▶ _EXERCISE AIM_
Count the lines in the data below that contain the word "flesh". Reply with that number alone.
═══ ENTRIES SHOWN ═══
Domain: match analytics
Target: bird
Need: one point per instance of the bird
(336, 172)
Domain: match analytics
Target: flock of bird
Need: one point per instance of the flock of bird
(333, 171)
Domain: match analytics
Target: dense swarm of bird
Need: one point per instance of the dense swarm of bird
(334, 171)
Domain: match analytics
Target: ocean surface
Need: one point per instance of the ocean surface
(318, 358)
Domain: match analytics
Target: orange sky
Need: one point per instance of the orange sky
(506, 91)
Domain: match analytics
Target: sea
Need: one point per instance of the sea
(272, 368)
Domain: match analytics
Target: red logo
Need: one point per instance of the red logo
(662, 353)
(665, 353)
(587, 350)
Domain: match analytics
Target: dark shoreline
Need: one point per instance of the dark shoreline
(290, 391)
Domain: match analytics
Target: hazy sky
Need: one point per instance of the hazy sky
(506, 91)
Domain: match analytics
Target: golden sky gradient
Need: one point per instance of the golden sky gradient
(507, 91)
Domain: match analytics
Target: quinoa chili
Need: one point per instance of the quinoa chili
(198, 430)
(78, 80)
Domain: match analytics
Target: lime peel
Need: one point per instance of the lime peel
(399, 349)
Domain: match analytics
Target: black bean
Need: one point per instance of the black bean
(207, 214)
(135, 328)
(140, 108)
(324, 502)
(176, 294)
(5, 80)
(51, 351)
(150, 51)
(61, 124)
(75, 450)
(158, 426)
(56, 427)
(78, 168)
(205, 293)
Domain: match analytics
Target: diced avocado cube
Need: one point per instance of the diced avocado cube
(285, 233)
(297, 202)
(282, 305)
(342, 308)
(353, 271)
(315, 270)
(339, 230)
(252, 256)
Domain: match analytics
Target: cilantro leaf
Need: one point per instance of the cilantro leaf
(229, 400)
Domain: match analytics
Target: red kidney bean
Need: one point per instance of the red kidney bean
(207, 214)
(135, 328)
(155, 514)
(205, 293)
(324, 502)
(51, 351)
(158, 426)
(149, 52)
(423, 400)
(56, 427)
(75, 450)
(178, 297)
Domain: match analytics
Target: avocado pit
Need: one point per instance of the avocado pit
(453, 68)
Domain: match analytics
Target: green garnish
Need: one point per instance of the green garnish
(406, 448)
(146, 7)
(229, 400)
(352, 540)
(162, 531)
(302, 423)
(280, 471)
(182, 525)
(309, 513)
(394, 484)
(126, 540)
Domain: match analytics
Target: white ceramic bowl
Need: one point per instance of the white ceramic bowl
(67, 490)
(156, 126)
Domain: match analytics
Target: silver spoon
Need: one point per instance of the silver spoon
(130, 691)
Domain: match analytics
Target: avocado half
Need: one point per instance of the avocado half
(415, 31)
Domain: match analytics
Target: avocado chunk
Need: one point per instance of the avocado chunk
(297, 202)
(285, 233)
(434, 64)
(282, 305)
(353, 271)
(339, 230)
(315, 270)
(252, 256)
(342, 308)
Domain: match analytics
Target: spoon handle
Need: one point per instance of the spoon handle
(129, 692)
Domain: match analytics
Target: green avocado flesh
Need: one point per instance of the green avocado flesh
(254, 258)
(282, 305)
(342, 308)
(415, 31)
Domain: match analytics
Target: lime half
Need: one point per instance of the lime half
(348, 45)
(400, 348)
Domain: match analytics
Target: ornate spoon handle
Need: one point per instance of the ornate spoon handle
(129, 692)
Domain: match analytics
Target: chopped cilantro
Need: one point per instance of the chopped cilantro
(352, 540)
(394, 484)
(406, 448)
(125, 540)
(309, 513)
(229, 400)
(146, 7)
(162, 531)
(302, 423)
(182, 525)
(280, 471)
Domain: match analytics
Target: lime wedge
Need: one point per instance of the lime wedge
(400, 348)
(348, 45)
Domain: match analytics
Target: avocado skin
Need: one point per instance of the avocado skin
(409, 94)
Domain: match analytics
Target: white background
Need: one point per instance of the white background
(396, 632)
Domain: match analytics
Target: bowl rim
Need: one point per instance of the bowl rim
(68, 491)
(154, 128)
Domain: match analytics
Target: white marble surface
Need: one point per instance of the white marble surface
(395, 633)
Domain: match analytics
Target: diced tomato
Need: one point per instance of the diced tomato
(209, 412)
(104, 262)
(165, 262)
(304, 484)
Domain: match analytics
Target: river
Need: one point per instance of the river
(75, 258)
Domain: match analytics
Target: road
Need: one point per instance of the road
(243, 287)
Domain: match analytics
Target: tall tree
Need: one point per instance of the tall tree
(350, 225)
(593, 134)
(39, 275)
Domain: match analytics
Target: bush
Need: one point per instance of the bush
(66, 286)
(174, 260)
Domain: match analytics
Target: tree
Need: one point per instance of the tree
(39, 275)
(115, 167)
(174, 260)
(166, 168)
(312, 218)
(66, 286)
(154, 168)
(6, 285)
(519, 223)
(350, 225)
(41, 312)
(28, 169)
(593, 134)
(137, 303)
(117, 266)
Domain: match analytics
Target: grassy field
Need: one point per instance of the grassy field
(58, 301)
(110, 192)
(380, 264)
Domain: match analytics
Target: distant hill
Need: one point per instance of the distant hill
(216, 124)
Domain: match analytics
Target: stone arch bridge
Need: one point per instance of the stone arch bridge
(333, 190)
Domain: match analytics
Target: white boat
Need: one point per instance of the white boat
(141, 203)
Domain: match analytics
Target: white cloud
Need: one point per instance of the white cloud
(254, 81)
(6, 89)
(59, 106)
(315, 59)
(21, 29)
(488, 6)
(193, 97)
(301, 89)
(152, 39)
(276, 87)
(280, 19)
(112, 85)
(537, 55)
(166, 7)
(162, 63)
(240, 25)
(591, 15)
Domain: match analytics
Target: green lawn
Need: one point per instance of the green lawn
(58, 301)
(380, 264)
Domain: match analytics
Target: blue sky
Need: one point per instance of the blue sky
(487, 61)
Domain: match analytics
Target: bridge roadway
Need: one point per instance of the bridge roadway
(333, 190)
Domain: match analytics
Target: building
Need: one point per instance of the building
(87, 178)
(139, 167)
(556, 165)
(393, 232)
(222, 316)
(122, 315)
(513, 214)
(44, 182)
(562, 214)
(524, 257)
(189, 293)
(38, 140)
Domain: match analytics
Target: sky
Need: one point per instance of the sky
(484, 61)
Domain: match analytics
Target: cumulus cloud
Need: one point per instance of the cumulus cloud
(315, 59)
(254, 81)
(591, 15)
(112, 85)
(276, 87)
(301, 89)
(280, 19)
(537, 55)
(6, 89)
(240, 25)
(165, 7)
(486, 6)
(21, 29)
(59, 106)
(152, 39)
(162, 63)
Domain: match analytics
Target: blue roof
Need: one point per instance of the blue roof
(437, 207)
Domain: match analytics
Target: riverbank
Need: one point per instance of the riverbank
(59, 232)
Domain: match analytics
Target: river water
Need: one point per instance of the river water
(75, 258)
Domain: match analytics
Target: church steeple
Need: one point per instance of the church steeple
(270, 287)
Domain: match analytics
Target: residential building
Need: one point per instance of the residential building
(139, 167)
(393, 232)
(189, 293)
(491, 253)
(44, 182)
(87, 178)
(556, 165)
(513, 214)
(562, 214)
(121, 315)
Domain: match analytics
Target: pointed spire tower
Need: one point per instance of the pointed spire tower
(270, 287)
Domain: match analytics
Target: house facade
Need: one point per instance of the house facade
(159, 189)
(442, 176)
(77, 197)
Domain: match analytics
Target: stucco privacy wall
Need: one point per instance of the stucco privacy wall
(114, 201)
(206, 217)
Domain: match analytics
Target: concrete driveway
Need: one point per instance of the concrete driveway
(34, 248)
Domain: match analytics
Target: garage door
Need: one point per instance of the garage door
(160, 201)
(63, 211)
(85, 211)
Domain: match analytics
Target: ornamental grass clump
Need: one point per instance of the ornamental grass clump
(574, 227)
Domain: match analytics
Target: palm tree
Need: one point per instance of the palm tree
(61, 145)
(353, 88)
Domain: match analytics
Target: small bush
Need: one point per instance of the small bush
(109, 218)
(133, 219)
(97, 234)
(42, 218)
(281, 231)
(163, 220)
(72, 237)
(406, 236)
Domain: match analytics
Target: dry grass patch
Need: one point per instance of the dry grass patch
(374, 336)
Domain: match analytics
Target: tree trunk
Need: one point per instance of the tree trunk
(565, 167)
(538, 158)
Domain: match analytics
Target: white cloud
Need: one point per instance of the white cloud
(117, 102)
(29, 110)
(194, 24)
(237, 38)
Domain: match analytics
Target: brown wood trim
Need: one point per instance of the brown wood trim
═══
▶ _CORRECT OUTPUT_
2